Exercise details :: Would you retype, word for word, the line with "tiered dessert stand." and every line after it through the end of the records below?

Start of Given information

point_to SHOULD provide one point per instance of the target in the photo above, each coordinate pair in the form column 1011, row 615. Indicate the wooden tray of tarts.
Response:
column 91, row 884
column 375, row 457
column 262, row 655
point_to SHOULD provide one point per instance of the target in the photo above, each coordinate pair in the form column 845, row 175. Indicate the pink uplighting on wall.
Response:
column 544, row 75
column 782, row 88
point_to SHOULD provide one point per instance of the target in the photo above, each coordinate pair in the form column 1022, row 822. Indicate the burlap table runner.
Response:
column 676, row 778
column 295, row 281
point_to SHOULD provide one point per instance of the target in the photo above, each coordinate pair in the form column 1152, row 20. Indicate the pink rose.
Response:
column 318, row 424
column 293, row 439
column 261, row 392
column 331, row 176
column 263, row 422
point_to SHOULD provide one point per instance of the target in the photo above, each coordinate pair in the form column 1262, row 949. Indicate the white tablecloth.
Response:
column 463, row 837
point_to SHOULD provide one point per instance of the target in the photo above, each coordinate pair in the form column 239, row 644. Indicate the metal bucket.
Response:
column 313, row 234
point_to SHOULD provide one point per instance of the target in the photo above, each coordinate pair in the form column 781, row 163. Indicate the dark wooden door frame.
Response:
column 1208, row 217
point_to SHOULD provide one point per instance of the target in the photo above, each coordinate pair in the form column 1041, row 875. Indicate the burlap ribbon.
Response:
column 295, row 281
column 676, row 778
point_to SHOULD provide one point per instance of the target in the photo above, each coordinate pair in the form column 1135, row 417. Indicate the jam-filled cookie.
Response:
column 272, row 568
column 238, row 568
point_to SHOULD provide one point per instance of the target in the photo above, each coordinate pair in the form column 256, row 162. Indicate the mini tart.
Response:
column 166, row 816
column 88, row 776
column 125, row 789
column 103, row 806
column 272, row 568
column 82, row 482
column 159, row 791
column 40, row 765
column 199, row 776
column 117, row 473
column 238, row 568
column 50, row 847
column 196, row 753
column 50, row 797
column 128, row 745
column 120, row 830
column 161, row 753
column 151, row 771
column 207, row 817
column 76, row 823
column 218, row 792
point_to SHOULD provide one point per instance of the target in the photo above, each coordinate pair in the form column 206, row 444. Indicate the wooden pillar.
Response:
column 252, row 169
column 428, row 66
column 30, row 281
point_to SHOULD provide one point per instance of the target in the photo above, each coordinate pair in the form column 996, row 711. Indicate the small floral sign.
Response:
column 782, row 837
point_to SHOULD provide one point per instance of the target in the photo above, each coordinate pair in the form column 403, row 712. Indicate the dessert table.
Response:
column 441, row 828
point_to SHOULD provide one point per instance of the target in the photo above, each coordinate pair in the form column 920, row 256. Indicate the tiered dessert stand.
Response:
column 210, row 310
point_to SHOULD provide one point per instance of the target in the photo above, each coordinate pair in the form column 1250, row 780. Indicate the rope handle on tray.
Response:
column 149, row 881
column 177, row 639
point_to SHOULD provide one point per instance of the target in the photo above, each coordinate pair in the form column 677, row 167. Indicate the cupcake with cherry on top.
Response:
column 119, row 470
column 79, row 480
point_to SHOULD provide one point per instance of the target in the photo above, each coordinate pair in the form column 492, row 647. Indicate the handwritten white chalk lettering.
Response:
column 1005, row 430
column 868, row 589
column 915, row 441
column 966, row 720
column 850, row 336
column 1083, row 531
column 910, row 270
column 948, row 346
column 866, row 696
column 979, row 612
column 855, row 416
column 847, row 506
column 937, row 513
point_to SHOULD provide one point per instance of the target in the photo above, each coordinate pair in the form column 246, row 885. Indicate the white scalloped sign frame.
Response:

End of Given information

Solution ::
point_to SHOULD provide one point per instance of the target in the photo above, each coordinate pair in the form column 920, row 256. Indicate the tiered dessert stand.
Response:
column 210, row 310
point_to SHOULD provide one point per instance of the target in the photo above, each coordinate pair in the form column 1250, row 780. Indicate the rope handle on tray.
Response:
column 149, row 881
column 177, row 639
point_to SHOULD provide one point per instance of the target in the photo above, each coordinate pair in the form column 677, row 167. Indicate the cupcake with cherry on top.
Response:
column 119, row 470
column 79, row 480
point_to SHOULD provide one point per instance of the target in the photo above, each coordinate pair in the form column 492, row 647. Indicate the handwritten white chalk lettering.
Response:
column 1005, row 430
column 868, row 589
column 915, row 441
column 966, row 720
column 850, row 336
column 1083, row 531
column 910, row 270
column 948, row 346
column 866, row 696
column 979, row 612
column 855, row 416
column 847, row 506
column 937, row 513
point_to SHOULD provide one point per instance of the target in the photo above, each coordinate pair in the form column 246, row 885. Indicate the white scalloped sign frame.
Response:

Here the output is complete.